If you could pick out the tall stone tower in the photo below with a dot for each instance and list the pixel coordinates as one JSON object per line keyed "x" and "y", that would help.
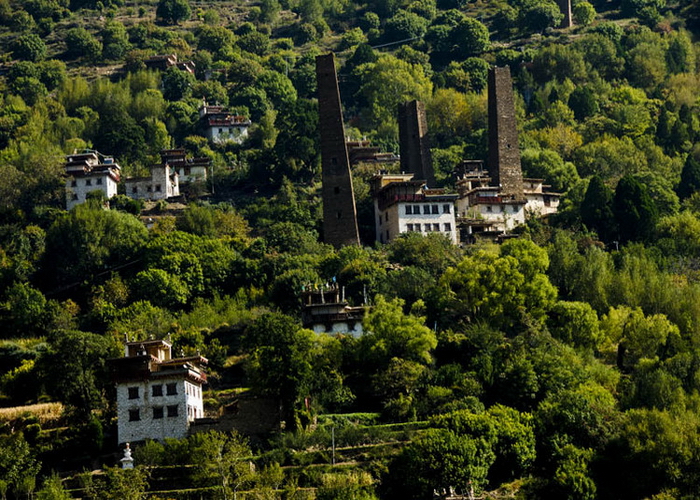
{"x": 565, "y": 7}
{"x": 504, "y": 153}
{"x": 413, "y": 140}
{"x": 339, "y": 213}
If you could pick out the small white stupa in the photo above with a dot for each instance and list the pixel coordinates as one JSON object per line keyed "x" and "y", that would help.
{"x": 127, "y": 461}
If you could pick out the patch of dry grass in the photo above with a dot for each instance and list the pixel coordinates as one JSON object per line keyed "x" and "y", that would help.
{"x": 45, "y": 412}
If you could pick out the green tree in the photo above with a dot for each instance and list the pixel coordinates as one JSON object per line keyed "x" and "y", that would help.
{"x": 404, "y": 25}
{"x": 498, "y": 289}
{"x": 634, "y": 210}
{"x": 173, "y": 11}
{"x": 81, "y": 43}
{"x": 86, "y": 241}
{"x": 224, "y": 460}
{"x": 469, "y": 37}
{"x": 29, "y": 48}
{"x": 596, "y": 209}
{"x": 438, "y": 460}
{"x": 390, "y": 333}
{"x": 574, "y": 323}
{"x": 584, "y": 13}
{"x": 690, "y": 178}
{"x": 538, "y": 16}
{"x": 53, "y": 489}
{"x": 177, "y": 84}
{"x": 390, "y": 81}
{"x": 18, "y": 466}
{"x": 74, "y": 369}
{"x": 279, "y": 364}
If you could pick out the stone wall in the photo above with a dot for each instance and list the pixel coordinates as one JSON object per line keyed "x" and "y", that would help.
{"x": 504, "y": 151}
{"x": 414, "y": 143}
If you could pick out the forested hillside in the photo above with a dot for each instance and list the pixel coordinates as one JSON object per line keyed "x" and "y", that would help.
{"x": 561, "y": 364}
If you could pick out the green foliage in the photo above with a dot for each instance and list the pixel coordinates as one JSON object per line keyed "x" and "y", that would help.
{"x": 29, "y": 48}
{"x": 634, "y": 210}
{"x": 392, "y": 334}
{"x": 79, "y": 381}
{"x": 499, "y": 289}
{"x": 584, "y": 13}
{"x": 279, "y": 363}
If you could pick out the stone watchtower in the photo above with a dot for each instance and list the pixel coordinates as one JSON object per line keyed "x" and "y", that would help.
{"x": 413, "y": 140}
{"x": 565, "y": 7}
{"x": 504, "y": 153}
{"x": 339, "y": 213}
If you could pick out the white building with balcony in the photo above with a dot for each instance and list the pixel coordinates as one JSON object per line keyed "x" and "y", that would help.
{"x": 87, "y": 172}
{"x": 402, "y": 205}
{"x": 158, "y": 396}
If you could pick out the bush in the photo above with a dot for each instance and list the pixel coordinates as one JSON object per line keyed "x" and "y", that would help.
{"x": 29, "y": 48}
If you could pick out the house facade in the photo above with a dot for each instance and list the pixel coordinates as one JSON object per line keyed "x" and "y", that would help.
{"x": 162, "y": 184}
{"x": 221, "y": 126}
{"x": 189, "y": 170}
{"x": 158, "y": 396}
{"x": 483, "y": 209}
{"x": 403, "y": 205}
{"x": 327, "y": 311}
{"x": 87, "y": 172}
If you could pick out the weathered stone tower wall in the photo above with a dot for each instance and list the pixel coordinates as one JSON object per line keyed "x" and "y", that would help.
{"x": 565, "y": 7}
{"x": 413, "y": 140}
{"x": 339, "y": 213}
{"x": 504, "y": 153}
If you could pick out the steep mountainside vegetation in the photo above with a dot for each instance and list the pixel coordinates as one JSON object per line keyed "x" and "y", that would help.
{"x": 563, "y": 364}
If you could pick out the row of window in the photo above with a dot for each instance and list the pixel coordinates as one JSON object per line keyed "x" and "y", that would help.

+++

What the exercise asks: Except for the pictures, copy the material above exactly.

Expected answer:
If you could pick out the tall stone tower in the photo below with a dot for each instance and list the pixel coordinates as one JSON object per line keyed "x" and "y", that would help.
{"x": 565, "y": 7}
{"x": 504, "y": 153}
{"x": 413, "y": 140}
{"x": 339, "y": 213}
If you could pick out the small white stupa in the photo above with a dot for each instance and list the pixel coordinates as one JSON object per line keyed "x" and "y", that would help.
{"x": 127, "y": 461}
If you could pick out the patch of dry grass in the photo above with a dot for each instance and list the pixel coordinates as one JSON object per line keyed "x" and "y", that would help.
{"x": 45, "y": 412}
If you could pick out the green tree in the photo above with a dot for each instance and list the pixel coordinates as one JSON object per line keyed "x" and "y", that would help.
{"x": 404, "y": 25}
{"x": 498, "y": 289}
{"x": 634, "y": 210}
{"x": 173, "y": 11}
{"x": 81, "y": 43}
{"x": 86, "y": 241}
{"x": 224, "y": 460}
{"x": 469, "y": 37}
{"x": 29, "y": 48}
{"x": 596, "y": 209}
{"x": 438, "y": 460}
{"x": 390, "y": 333}
{"x": 574, "y": 323}
{"x": 584, "y": 13}
{"x": 690, "y": 178}
{"x": 538, "y": 16}
{"x": 53, "y": 489}
{"x": 177, "y": 84}
{"x": 390, "y": 81}
{"x": 18, "y": 466}
{"x": 74, "y": 369}
{"x": 279, "y": 364}
If you could pick out the stone wall in the photo above with a dot for each instance and list the pixel coordinates as one JSON object per line keyed "x" and "y", that would help.
{"x": 504, "y": 151}
{"x": 414, "y": 143}
If you could pick out the forested hillside in the photo above with a dot for each instance and list the pixel coordinates as one JSON object per line keyed "x" and "y", that would help.
{"x": 561, "y": 364}
If you could pick out the green foliage in the photo above with a dot for each instance and list the pixel coordinates as one JSON object per line keyed "x" and "y", that would help.
{"x": 29, "y": 48}
{"x": 634, "y": 210}
{"x": 392, "y": 334}
{"x": 79, "y": 381}
{"x": 499, "y": 289}
{"x": 584, "y": 13}
{"x": 279, "y": 363}
If you could pick out the stone watchtower in the photo above with a dot for each instance and list the pixel coordinates as one JSON object per line keyed "x" and "y", that would help.
{"x": 413, "y": 140}
{"x": 565, "y": 7}
{"x": 504, "y": 153}
{"x": 339, "y": 213}
If you could pick out the white building with balcony in the photo above with a dot for each instance and list the pixel coordinates as one JSON object per line keyed "x" and "y", that would help.
{"x": 87, "y": 172}
{"x": 402, "y": 205}
{"x": 158, "y": 396}
If you could pick out the bush in the photo above with a dot for each instance and list the pixel coordinates as one JSON object per line keyed "x" and "y", that would help.
{"x": 29, "y": 48}
If you could pick out the house facade in the photo above with a dot for each instance and list the pixel coordinates as one JSON object per line keyed "x" and "y", that would help.
{"x": 162, "y": 184}
{"x": 221, "y": 126}
{"x": 189, "y": 170}
{"x": 158, "y": 396}
{"x": 483, "y": 209}
{"x": 403, "y": 205}
{"x": 327, "y": 311}
{"x": 87, "y": 172}
If you could pick out the weathered stone tower wall in the photo above with a dot for each instance and list the pixel coordinates as one JSON object per line keyed "x" and "y", that would help.
{"x": 565, "y": 7}
{"x": 413, "y": 140}
{"x": 339, "y": 213}
{"x": 504, "y": 153}
If you could pick out the steep mountainside vegetation in the photo above with a dot for each instance and list the pixel coordinates as one JSON object per line keyed "x" and "y", that would help.
{"x": 563, "y": 364}
If you could pick out the row of window in the photo above with a dot for each instance and list the pixel coordinates as one JSON object per line keyed "x" and "y", that would help.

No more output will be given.